*Objective*
List every line of the rows as a JSON array of strings, one string per line and no blank lines, starting with the line containing "Where can you see the bare" and running through the last line of the rows. Omit the pictures.

*Supplied data*

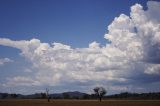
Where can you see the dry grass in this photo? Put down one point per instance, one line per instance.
(37, 102)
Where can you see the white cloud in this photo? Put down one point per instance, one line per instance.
(134, 51)
(5, 61)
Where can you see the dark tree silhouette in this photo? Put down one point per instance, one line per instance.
(100, 92)
(47, 94)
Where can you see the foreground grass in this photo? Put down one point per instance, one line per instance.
(37, 102)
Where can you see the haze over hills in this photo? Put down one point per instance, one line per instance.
(80, 95)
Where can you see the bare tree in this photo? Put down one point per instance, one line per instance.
(47, 94)
(100, 92)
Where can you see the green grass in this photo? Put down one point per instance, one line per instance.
(37, 102)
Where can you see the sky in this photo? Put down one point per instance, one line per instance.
(76, 45)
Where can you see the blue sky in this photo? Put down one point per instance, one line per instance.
(72, 22)
(78, 28)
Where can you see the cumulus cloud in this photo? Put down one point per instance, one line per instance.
(5, 61)
(133, 54)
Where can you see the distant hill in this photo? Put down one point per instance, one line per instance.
(80, 95)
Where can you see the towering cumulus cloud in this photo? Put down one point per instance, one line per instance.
(131, 59)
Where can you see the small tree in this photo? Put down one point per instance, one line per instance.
(47, 94)
(100, 92)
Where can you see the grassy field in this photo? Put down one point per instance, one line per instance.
(79, 103)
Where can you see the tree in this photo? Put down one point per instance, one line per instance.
(66, 95)
(100, 92)
(47, 94)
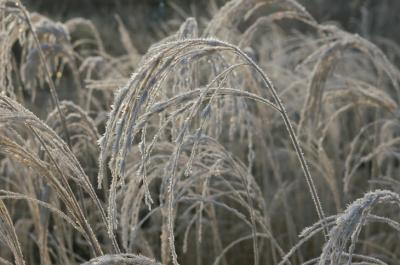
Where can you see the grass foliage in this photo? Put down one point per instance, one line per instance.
(257, 136)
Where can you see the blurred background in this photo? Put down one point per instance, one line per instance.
(150, 20)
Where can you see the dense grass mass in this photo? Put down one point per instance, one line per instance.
(248, 133)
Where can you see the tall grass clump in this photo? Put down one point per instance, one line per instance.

*Written solution*
[
  "Where can you see the bare tree in this photo? Put down one point per instance, one line per instance.",
  "(47, 94)",
  "(100, 92)",
  "Where can you see the green grass in this photo? Put down one point per instance, one line per instance.",
  "(37, 102)",
  "Where can you see the sky in this photo? Put down one point per instance, one line per instance.",
  "(76, 45)",
  "Where can you see the blue sky in this photo? Put down one point per instance, one line per instance.",
  "(72, 22)",
  "(78, 28)",
  "Where can you see the cumulus cloud in this photo? Put down one point per instance, one line per instance.",
  "(5, 61)",
  "(133, 54)",
  "Where can you see the distant hill in this photo? Put down one point per instance, one line per instance.",
  "(80, 95)",
  "Where can you see the towering cumulus cloud in this photo? Put down one point per instance, one line per instance.",
  "(131, 59)",
  "Where can you see the small tree in this photo? Put down one point per instance, one line per instance.",
  "(47, 94)",
  "(100, 92)",
  "Where can you see the grassy field in this photo? Put down one point per instance, one line per instance.",
  "(79, 103)",
  "Where can you see the tree in this photo? Put down one point per instance, one line per instance.",
  "(66, 95)",
  "(100, 92)",
  "(47, 94)",
  "Where can you see the grass foliage in this photo? Put down one point per instance, one line per instance.",
  "(257, 136)",
  "Where can you see the blurred background in this photo? Put down one point per instance, one line per instance.",
  "(150, 20)",
  "Where can you see the dense grass mass in this photo? Put down one point per instance, one line per instance.",
  "(248, 133)",
  "Where can you see the tall grass clump in this photo? Put down one point per instance, one line per instance."
]